▶ **Required tasks**:
[a] In the article on the UK's engineering biology strategy, rewrite the paragraph beginning "This discipline utilises genetic engineering" as a short list that keeps its main facts.
[b] Pick up the article on the UK's £2bn engineering biology strategy and continue it from its final sentence.

▶ **Page text**:
◆ ◆ ◆

UK Government announces £2bn engineering biology strategy

The UK Government has revealed a new £2bn strategy to position the nation as a global leader in engineering biology.

The national vision for engineering biology will help revolutionise how the UK grows food sustainably, develops medical treatments, and pioneers new fuels.

The announcement adds to the £100m invested into the technology through UK Research and Innovation’s Synthetic Biology for Growth programme. 

Commenting on the strategy, Michelle Donelan, the UK Science Secretary, said: “Engineering Biology has the potential to redefine our world in ways that were previously unimaginable.

“Today’s £2bn commitment not only reflects our determination to push the boundaries of what UK science can achieve, from transforming medicine to tackling climate change but also champions the five critical technologies that will define our future.

“Our vision will solidify the UK’s global leadership in safe and responsible engineering biology development. Through ongoing investments in transformative technologies, we are not just building a stronger economy; we are fostering job creation and bettering lives across the nation.”

What is engineering biology?

Engineering biology is a multidisciplinary field merging biology and engineering principles. It involves manipulating biological systems, DNA, cells, and organisms to design and create new biological functions, systems, or products.

This discipline utilises genetic engineering, molecular biology, and computational tools to modify and engineer living organisms for various purposes, such as creating sustainable materials, developing new medicines, improving crop yields, and producing biofuels.

◆ ◆ ◆

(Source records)
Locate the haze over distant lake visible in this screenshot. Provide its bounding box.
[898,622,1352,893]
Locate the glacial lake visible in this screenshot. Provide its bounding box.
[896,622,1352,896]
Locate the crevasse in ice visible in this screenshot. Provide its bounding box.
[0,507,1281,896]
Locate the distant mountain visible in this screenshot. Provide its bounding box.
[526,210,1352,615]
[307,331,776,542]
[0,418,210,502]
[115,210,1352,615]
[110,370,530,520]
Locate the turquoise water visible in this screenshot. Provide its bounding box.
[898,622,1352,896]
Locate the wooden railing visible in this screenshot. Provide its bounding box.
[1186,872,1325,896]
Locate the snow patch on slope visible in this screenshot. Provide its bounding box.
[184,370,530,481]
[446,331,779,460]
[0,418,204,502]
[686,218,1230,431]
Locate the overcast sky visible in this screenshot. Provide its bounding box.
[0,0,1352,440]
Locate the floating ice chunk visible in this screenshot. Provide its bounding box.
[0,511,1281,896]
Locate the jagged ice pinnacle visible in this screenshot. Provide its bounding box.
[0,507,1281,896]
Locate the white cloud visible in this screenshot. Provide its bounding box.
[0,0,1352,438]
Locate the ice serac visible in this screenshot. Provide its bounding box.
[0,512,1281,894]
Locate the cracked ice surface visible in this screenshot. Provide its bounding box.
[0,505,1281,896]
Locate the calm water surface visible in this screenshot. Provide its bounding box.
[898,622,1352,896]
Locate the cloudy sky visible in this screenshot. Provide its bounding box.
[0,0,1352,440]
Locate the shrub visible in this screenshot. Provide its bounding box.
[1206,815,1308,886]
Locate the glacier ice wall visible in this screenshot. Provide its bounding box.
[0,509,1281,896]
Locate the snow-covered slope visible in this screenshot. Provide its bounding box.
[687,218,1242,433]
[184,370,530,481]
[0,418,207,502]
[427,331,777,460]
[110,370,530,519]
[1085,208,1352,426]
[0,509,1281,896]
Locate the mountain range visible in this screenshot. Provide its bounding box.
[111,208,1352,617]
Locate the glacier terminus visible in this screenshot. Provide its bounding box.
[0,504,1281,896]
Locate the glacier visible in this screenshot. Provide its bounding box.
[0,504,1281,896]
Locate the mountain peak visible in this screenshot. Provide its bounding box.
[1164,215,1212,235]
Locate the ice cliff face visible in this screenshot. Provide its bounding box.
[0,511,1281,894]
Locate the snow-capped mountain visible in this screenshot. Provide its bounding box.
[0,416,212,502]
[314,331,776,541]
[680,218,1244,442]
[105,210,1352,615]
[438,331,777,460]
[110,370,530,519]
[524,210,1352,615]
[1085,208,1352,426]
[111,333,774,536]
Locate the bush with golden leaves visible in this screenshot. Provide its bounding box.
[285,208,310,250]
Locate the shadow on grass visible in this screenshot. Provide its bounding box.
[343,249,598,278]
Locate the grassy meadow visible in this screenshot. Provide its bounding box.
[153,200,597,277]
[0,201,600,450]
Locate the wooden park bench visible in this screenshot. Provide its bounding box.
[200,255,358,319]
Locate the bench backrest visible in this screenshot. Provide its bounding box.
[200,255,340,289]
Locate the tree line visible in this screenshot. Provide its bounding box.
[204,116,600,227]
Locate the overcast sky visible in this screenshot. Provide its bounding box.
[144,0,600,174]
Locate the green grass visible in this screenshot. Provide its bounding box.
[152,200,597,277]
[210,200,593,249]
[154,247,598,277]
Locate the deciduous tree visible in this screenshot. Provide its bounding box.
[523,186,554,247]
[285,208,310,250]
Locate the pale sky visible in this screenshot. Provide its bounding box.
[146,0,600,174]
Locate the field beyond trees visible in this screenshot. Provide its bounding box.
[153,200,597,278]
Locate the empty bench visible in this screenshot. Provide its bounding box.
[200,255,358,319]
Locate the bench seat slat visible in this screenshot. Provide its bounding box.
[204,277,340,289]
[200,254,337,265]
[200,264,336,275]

◆ ◆ ◆

▶ **Per-task answers**:
[a]
- Methods: genetic engineering, molecular biology, and computational tools
- Aim: modifying and engineering living organisms
- Purposes: creating sustainable materials, developing new medicines, improving crop yields, and producing biofuels

[b]
By reprogramming the genetic code of living organisms, engineering biology aims to solve real-world problems, innovate in healthcare, agriculture, and industry, and pave the way for groundbreaking advancements with ethical considerations at the forefront.

Through leveraging this cutting-edge practice, multiple breakthroughs have been made, such as the life-saving mRNA COVID-19 vaccines.

Minister for Science, Innovation and Research Andrew Griffith added: “Engineering biology is, in many ways, the future of science: using engineering to harness the power of nature to overhaul what is possible – from the treatment of disease to how we sustainably produce food and fuel.

“I am determined to ensure that the UK remains at the cutting edge of this exciting field. This £2bn vision sets out how we will bring all the levers of investment, policy and regulation to bear in ensuring that, safely and responsibly, we seize the potential for engineering biology breakthroughs to boost our economy, create jobs, and improve everyone’s quality of life.”

Aims of the new strategy

The engineering biology vision outlines six priorities to position the UK as a global leader in this innovative technology.

To achieve this, the government is launching an Engineering Biology Steering Group that will combine policymakers, business leaders, and innovators in the sector to help drive the UK’s vision.

The £2bn funding will be invested over the next ten years, with the government targeting public investment in engineering biology R&D to accelerate breakthroughs and new products.

It will also invest in UK infrastructure to reduce costs of the early stages of projects and their scale-up, with a plan set to be published in 2024 to support this.

The nation’s talent pool is also an essential area of the strategy, with the government looking to grow and retain UK experts by investing in fellowships and doctoral training.

Helping products to reach the market in record time is another aspect of the strategy, with the government utilising the new Engineering Biology Regulators’ Network to implement a series of regulatory sandboxes to create pathways for this to take place.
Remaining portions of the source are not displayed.